List every line in the records below that contains the word "target", and copy each of those lines in full.

____

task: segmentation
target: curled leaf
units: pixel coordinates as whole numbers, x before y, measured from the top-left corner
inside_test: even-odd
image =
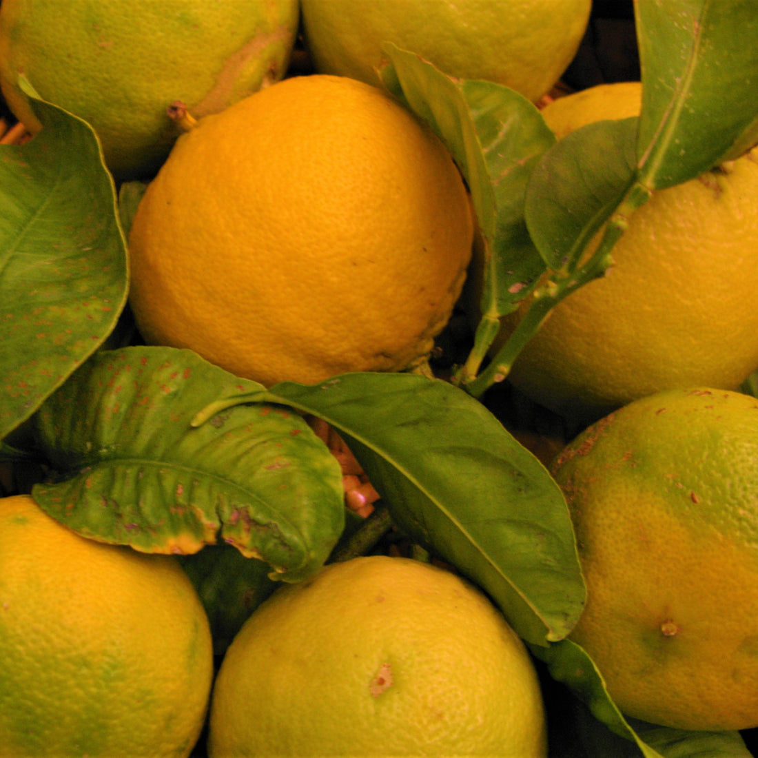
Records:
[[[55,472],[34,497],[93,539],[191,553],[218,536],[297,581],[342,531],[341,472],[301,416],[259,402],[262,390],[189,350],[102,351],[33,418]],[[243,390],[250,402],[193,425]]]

____

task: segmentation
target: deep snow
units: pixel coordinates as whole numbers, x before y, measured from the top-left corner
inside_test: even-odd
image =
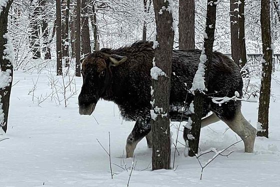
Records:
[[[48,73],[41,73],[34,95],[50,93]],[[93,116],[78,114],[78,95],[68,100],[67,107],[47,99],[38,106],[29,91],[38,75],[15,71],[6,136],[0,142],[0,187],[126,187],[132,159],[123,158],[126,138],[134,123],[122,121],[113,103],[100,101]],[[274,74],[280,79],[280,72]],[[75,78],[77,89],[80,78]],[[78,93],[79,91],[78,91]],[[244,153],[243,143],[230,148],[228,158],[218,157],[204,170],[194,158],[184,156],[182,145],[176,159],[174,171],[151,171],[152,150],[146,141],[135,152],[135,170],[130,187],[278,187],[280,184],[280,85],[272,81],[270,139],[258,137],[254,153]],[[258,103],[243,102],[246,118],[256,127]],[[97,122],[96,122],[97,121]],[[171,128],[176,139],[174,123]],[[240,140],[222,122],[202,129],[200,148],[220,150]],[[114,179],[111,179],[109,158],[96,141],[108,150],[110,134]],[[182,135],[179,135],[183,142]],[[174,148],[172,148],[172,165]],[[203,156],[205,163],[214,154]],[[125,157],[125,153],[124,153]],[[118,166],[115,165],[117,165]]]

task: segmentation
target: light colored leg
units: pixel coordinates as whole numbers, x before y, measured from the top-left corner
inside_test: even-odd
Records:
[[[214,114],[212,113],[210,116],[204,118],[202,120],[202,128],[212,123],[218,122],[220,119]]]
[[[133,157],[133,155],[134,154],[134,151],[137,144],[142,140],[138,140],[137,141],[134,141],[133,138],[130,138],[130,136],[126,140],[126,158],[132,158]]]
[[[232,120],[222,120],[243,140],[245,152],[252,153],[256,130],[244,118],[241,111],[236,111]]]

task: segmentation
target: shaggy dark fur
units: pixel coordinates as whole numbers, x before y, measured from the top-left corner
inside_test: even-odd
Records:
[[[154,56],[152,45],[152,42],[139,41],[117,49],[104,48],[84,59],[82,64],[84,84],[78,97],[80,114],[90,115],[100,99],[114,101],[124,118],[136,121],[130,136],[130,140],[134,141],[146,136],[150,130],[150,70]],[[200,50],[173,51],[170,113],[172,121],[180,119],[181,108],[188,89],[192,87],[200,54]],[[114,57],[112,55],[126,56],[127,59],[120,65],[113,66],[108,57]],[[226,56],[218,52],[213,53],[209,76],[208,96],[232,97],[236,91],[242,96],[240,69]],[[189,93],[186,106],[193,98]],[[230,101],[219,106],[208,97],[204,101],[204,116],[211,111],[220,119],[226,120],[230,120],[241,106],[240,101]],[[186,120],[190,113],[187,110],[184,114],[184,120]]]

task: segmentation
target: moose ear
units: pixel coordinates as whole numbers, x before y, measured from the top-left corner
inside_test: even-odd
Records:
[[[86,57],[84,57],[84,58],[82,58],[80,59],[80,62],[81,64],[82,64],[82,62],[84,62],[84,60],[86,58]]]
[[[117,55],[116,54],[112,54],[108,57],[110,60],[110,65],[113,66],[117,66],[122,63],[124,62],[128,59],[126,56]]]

____

Response for this exercise:
target: curled leaf
target: deep snow
target: light colored leg
target: shaggy dark fur
target: moose ear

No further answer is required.